Deep Latent-Variable Models for Natural Language Understanding and Generation
Deep latent-variable models have been widely adopted to model various types of data, due to its ability to: 1) infer rich high-level information from the input data (especially in a low-resource setting); 2) result in a generative network that can synthesize samples unseen during training. In this dissertation, I will present the contributions I have made to leverage the general framework of latent-variable model to various natural language processing problems, which is especially challenging given the discrete nature of text sequences. Specifically, the dissertation is divided into two parts.
In the first part, I will present two of my recent explorations on leveraging deep latent-variable models for natural language understanding. The goal here is to learn meaningful text representations that can be helpful for tasks such as sentence classification, natural language inference, question answering, etc. Firstly, I will propose a variational autoencoder based on textual data to digest unlabeled information. To alleviate the observed posterior collapse issue, a specially-designed deconvolutional decoder is employed as the generative network. The resulting sentence embeddings greatly boost the downstream tasks performances. Then I will present a model to learn compressed/binary sentence embeddings, which is storage-efficient and applicable to on-device applications.

====================

__Direction 1__
From the abstract on deep latent-variable models, output the passage that opens with the words containing "In the first" and closes with "to on-device applications.", copied word for word.
__Direction 2__
In the abstract on deep latent-variable models, what serves as the generative network in the variational autoencoder to ease the posterior collapse issue?

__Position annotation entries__

====================

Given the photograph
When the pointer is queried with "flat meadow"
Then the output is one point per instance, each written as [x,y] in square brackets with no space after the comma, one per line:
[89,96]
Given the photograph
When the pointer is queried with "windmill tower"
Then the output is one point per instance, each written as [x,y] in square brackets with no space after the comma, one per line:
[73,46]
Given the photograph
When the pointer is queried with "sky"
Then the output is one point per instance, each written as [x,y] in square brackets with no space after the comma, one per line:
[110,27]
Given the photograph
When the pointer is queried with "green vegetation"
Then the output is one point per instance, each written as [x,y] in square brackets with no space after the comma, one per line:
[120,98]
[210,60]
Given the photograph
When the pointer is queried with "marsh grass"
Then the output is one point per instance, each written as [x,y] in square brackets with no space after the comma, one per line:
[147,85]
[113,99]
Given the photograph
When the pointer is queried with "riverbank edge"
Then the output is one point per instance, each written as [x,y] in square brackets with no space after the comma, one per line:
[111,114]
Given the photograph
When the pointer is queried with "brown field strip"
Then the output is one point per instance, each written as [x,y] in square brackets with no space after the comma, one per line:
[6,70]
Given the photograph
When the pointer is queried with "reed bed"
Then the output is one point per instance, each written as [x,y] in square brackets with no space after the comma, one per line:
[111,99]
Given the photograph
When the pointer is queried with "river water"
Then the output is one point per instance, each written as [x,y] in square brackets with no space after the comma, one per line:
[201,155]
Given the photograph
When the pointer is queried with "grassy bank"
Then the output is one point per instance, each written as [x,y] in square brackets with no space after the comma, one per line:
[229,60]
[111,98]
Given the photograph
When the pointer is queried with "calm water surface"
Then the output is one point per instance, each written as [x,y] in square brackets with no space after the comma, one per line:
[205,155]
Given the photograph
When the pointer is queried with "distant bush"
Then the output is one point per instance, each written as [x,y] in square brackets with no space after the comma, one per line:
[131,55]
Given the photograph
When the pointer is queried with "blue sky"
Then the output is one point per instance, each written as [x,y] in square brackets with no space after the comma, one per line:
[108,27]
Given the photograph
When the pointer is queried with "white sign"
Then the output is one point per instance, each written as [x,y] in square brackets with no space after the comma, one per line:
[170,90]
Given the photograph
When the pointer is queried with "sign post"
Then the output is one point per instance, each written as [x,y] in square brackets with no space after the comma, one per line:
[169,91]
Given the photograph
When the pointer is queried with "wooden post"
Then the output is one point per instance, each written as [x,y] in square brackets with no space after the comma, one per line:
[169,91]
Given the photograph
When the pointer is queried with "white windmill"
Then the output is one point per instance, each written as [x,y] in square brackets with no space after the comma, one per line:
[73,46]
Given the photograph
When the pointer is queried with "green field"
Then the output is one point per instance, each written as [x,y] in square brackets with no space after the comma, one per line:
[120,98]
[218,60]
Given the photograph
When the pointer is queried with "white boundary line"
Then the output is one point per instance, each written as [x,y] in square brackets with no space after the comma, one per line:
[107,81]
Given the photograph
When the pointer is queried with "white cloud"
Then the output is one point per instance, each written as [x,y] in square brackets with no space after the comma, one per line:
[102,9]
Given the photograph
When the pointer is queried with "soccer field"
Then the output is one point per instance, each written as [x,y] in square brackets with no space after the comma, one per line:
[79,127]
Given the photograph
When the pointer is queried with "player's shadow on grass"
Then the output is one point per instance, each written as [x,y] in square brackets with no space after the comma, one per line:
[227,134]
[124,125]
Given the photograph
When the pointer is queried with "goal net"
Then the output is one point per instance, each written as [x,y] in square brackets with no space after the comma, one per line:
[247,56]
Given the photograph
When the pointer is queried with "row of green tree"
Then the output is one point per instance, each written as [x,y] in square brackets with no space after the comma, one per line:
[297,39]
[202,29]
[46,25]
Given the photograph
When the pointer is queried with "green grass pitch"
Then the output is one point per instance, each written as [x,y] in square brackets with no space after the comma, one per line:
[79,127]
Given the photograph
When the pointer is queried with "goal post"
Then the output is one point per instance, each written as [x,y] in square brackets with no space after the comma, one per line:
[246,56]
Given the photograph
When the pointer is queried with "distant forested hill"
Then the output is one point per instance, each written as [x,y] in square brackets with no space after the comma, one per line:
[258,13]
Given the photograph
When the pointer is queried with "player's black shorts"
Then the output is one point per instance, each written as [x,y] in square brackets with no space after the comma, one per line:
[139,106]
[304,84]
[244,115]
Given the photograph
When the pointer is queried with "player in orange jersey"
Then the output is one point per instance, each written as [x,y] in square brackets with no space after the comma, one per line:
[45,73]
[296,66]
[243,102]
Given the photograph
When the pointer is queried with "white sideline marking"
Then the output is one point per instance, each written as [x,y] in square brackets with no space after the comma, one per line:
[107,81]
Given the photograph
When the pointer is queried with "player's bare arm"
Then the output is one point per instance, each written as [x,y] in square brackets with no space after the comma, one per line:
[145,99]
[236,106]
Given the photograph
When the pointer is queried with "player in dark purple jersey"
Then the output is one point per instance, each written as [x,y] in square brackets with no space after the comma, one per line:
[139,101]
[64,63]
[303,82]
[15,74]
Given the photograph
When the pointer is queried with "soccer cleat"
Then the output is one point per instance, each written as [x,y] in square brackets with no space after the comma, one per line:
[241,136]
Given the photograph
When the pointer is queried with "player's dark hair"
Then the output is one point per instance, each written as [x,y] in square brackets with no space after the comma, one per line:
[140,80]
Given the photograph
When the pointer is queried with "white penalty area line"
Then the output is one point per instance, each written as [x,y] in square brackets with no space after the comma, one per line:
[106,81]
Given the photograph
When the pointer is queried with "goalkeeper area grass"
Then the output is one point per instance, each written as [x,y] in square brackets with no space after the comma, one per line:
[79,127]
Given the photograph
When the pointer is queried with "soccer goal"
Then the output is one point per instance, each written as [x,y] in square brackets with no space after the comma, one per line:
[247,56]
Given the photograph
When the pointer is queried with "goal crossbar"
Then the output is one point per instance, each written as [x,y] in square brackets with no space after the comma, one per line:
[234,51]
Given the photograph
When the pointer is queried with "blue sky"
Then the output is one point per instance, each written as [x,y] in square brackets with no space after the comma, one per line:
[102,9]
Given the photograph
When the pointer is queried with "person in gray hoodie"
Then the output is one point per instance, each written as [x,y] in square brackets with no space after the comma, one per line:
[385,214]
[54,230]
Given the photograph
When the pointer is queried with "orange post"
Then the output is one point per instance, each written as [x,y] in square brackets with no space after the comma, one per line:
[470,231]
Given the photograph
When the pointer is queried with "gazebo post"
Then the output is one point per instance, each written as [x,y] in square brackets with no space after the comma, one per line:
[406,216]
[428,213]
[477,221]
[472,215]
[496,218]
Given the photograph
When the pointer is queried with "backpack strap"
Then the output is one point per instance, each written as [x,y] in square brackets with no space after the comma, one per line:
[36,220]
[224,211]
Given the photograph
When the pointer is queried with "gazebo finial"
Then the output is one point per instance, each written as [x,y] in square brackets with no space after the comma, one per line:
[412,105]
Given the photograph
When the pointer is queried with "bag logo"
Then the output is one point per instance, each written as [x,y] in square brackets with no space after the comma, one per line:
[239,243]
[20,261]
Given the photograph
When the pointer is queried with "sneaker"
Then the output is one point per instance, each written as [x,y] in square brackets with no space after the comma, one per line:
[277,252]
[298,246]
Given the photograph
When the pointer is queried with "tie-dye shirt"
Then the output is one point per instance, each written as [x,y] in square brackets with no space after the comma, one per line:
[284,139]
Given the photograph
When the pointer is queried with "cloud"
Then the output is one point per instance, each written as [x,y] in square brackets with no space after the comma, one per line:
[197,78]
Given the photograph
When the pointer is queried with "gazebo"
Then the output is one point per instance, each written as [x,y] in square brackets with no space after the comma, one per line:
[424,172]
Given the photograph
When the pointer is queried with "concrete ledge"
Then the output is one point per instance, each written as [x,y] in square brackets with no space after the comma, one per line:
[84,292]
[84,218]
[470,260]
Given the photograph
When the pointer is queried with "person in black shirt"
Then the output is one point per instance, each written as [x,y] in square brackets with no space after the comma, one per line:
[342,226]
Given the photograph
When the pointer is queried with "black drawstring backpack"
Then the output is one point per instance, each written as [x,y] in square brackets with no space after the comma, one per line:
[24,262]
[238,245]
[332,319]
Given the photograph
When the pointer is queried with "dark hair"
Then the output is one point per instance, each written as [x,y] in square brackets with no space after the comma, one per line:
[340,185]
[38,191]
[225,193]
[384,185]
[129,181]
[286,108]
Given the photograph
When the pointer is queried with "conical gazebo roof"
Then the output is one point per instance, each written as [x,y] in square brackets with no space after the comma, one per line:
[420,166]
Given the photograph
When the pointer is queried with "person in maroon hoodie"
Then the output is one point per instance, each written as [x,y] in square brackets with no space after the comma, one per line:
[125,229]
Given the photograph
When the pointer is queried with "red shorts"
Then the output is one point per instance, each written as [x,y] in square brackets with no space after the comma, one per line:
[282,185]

====================

__Answer 1__
In the first part, I will present two of my recent explorations on leveraging deep latent-variable models for natural language understanding. The goal here is to learn meaningful text representations that can be helpful for tasks such as sentence classification, natural language inference, question answering, etc. Firstly, I will propose a variational autoencoder based on textual data to digest unlabeled information. To alleviate the observed posterior collapse issue, a specially-designed deconvolutional decoder is employed as the generative network. The resulting sentence embeddings greatly boost the downstream tasks performances. Then I will present a model to learn compressed/binary sentence embeddings, which is storage-efficient and applicable to on-device applications.

__Answer 2__
A specially-designed deconvolutional decoder.